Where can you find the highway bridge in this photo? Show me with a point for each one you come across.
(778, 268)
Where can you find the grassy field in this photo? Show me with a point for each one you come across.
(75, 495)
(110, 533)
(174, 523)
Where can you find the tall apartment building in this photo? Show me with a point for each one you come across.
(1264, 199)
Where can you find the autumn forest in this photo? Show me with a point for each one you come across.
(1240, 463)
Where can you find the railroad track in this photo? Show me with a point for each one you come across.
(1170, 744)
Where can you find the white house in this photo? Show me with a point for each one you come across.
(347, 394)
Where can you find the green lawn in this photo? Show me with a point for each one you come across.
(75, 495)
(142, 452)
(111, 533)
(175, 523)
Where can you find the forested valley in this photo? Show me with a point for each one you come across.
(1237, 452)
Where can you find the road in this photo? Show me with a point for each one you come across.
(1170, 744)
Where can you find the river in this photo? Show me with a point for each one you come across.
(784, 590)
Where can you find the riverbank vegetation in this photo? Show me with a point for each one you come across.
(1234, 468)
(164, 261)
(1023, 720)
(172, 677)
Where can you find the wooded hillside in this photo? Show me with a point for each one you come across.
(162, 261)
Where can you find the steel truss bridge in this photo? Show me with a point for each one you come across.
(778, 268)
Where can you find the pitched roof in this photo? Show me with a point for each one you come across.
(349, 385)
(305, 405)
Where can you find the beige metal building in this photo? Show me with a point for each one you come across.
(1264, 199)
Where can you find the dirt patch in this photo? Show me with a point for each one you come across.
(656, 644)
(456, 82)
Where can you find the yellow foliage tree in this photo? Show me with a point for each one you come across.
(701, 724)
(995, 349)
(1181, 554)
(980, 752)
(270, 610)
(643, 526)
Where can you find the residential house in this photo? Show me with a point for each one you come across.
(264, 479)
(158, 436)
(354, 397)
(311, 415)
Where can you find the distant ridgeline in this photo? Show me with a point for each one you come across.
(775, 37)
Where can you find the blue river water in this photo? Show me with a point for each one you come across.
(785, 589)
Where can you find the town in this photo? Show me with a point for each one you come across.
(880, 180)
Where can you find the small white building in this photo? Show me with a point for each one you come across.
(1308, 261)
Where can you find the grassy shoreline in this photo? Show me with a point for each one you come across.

_WORK TASK_.
The full material has to be written out again exactly as shown.

_ANSWER BOX_.
Where can you find the highway bridge in this photo? Show me with a point for each one you come across.
(778, 268)
Where can you find the grassy field in this photo? Show me with a point for each one you come across.
(75, 495)
(110, 533)
(174, 523)
Where can you find the tall apartment building in this photo? Show me with a point for each one you come across.
(1264, 199)
Where can you find the autumn forest in this photo? Show me with a point for each one you come across.
(1240, 463)
Where can you find the railroad track in this photo? Show me with a point for each one you come across.
(1170, 744)
Where can you find the white house in this photo? Show me with a point for each one you come across.
(347, 394)
Where can you find the green lawn in this photo? Show me with a point for each one you come across.
(75, 495)
(142, 452)
(111, 533)
(175, 523)
Where can you find the forested valley in this photo? Show me with a point for each one you come across.
(1237, 452)
Where can you find the road in this photo? Show me with a point for each one you come across.
(1170, 744)
Where can you find the river in this photo? Show me with a point for each one you come across.
(784, 590)
Where can you find the riverbank vegetation in this photo? Show me with a point for each one you come across.
(1234, 468)
(164, 261)
(1023, 720)
(172, 677)
Where can you find the wooded hillside in this photo? Show me with a point for each one you come across.
(162, 261)
Where can you find the steel truss bridge in this photo? Show me with a point for each one you come across.
(778, 268)
Where can you find the pitched roof in this photo? Show me with a point for each one you come across.
(349, 385)
(305, 405)
Where can you find the beige metal building in this photo? Show me with a point for each one you come across.
(1264, 199)
Where can you find the dirt patch in this photo? Show me with a point for each one you come across.
(656, 644)
(456, 82)
Where can you find the yellow foliage tree in this photo? Show me with a point for each one you come across.
(701, 724)
(995, 349)
(1181, 554)
(980, 752)
(270, 610)
(643, 526)
Where can you find the residential house in this photo? Show me with a point for each one you come across.
(264, 479)
(158, 436)
(354, 397)
(311, 415)
Where can you find the distant ridgeline in this photo? Show me with a point for each one you come across.
(775, 37)
Where can you find the blue river water in this photo? Show me with a point for each one you come across.
(785, 589)
Where can you find the town in this photo? Show me with a point for each one you come across.
(880, 180)
Where can you find the small white building in this photo? Show me with a point for each one you come across.
(1308, 261)
Where can you find the grassy shoreline in this photo? Show me with a point for each one you come across.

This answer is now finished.